BEGIN Supplied text

“It’s okay to let go of those who couldn’t love you. Those who didn’t know how to. Those who failed to even try. It’s okay to outgrow them, because that means you filled the empty space in you with self-love instead. You’re outgrowing them because you’re growing into you. And that’s more than okay, that’s something to celebrate.” ~Angelica Moone
I thought I had married the love of my life. I had never felt a connection so strong before. I was sure he was my soul mate, and I thoroughly believed he was my twin flame—my one and only.
I can’t even begin to tell you the horror that started to unfold after we got married. The accusations that my beloved other started to hurtle at me. That I didn’t care about him and I didn’t love him enough. He was convinced I was having affairs behind his back, and conspiring against him, and was clearly out to take his money.
I was not just perplexed by this, I was shattered. How could he not see that I loved him unwaveringly, without question, and that I never even considered having eyes for anyone else? And trying to take his money? That was incredibly bizarre because I discovered, contrary to his initial proclamations, that he hardly had any.
Yet I didn’t care. I loved him. I tried to love him, and I was convinced that my love would be enough—that he would know that I loved him, and we would soon return to the comfort and the knowing that our love for each other was real, safe, and forever.

END Supplied text
BEGIN Record extracts

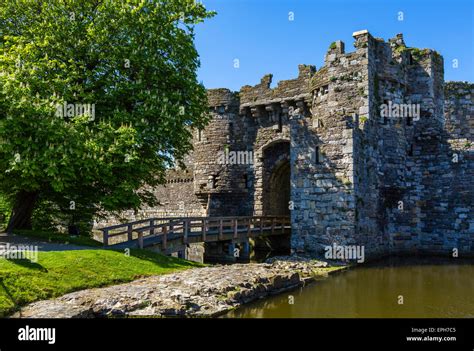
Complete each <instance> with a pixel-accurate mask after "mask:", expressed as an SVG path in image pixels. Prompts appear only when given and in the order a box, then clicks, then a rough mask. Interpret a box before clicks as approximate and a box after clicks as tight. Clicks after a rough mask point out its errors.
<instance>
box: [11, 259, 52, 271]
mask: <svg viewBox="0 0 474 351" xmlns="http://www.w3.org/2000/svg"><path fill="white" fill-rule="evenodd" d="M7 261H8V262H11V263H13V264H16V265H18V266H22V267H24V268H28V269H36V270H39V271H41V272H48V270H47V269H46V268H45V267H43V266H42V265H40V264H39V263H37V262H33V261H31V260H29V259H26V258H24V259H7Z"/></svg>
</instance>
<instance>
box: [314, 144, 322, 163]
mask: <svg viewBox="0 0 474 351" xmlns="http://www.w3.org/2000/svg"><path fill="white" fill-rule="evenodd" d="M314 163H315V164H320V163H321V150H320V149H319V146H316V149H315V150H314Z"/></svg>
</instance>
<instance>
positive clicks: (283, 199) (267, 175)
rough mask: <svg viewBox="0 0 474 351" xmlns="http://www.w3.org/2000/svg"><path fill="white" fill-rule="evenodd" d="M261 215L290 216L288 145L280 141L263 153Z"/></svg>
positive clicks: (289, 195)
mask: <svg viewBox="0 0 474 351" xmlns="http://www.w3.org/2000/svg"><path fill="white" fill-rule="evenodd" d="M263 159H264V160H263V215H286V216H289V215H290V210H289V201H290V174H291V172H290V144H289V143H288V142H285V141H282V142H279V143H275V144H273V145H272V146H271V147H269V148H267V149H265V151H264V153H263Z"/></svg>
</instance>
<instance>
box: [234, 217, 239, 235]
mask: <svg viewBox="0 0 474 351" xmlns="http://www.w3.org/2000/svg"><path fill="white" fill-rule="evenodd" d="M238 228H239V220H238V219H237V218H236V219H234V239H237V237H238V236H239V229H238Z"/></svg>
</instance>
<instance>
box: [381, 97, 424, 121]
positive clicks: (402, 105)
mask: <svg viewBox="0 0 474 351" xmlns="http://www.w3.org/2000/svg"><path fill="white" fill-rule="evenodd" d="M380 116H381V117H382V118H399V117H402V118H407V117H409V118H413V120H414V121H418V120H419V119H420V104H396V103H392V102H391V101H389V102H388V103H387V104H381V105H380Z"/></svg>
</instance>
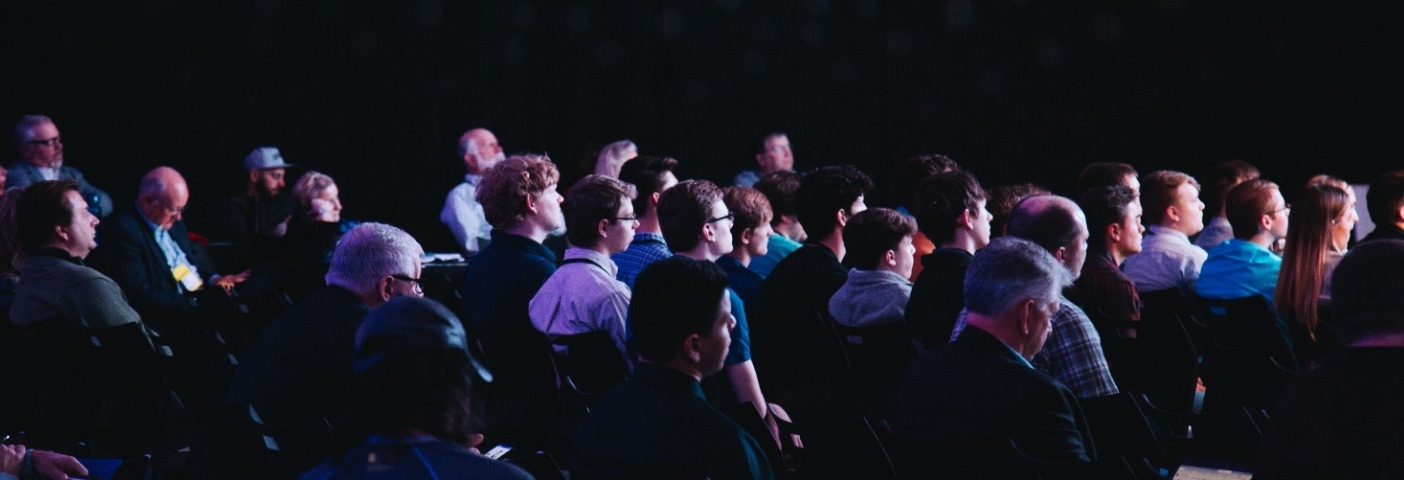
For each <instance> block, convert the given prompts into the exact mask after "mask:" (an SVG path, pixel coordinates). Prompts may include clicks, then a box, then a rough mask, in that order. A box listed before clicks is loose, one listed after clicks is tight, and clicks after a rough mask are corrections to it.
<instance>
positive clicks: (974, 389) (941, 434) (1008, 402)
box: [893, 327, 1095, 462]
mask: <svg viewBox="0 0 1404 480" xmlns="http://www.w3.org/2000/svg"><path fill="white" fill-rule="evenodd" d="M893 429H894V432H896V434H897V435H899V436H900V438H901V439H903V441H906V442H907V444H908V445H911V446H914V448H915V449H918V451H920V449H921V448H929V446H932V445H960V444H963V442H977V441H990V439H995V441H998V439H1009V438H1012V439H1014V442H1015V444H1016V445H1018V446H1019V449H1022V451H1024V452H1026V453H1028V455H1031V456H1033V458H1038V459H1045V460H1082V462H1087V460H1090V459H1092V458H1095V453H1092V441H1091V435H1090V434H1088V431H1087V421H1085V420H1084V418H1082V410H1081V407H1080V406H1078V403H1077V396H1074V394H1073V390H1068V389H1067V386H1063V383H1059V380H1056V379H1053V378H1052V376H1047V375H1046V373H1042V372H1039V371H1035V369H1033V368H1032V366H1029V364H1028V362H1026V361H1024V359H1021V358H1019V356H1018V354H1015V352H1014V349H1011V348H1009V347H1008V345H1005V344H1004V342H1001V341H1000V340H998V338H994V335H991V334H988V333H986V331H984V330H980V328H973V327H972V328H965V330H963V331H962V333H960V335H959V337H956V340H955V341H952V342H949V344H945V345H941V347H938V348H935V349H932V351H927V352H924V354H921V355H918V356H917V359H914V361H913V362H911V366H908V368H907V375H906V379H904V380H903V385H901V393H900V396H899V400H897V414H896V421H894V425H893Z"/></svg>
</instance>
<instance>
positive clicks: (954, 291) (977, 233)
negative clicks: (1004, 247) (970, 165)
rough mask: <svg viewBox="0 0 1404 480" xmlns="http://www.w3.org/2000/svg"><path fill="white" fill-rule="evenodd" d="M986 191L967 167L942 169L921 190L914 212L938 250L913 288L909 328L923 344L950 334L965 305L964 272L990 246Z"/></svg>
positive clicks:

END Record extracts

→ Exercise instructions:
1) Edit the passage about the marriage, writing out everything from "I was not just" down to "safe, and forever." with "bizarre" changed to "strange".
2) Carry the passage about the marriage forward from its final sentence.

→ Written responses:
1)
I was not just perplexed by this, I was shattered. How could he not see that I loved him unwaveringly, without question, and that I never even considered having eyes for anyone else? And trying to take his money? That was incredibly strange because I discovered, contrary to his initial proclamations, that he hardly had any.
Yet I didn’t care. I loved him. I tried to love him, and I was convinced that my love would be enough—that he would know that I loved him, and we would soon return to the comfort and the knowing that our love for each other was real, safe, and forever.

2)
No matter how much I tried to love him, things were spiraling out of control. I couldn’t be five minutes late from the supermarket without suffering his wrath. Life outside of “us” was getting smaller and smaller.
If I looked out the window, I was thinking the wrong thing or looking at something the wrong way. If I didn’t take his hand when we were together, I was advertising that I was single. Visiting friends or family or working outside of the property became as possible as flying to the moon.
Eventually it happened: I stopped trying to love us back to unity and fought back. Initially to try to stop the despair that he didn’t trust me, then for my literal sanity, freedom, and autonomy. Without these things I was losing my soul.
None of it worked. As my attachment to him became more panicked and devastated and I was losing control of my reactions, his abuse accelerated, and then I realized I was coming close to losing my life.
I had complicated post-traumatic stress disorder. I shook. I sweat. I couldn’t eat. I could barely sleep. Everything and everyone I cared about was turning away from me.
I had married a narcissist. I didn’t realize it at first, because back then, fifteen years ago, not many people were talking about narcissism.
I had always believed that narcissists were arrogant people who were “up on themselves.” I had no idea that they were people who presented in our lives offering the love, total acceptance, validation, and “life” that we thought we had wanted our entire life. I had no idea that someone like this could enter my life and they would feel so right to fall in love with.
The day that the word “narcissist” popped into my head, and I googled it, I nearly fell off my chair. I was ticking every point that was so “him” off a list of traits and behaviors. I was in shock.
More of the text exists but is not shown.